PROBLEM STATEMENT: Across the material that follows, tally each line in which "farthest" occurs, and state the total alone.

○ ○ ○ ○ ○

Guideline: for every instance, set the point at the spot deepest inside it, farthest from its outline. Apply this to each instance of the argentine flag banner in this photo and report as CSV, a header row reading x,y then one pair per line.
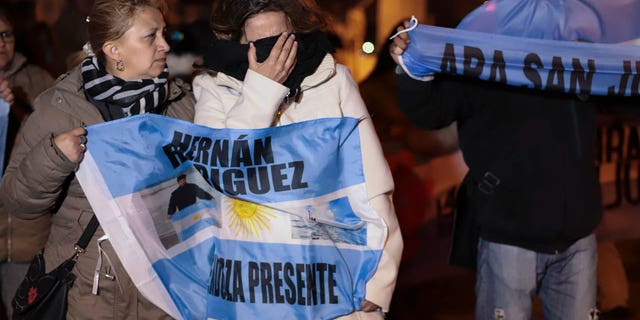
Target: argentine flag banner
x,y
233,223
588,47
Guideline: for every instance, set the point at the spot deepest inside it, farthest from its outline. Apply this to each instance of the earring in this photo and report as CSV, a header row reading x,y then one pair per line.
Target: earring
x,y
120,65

○ ○ ○ ○ ○

RESULT OF THIS TASK: 2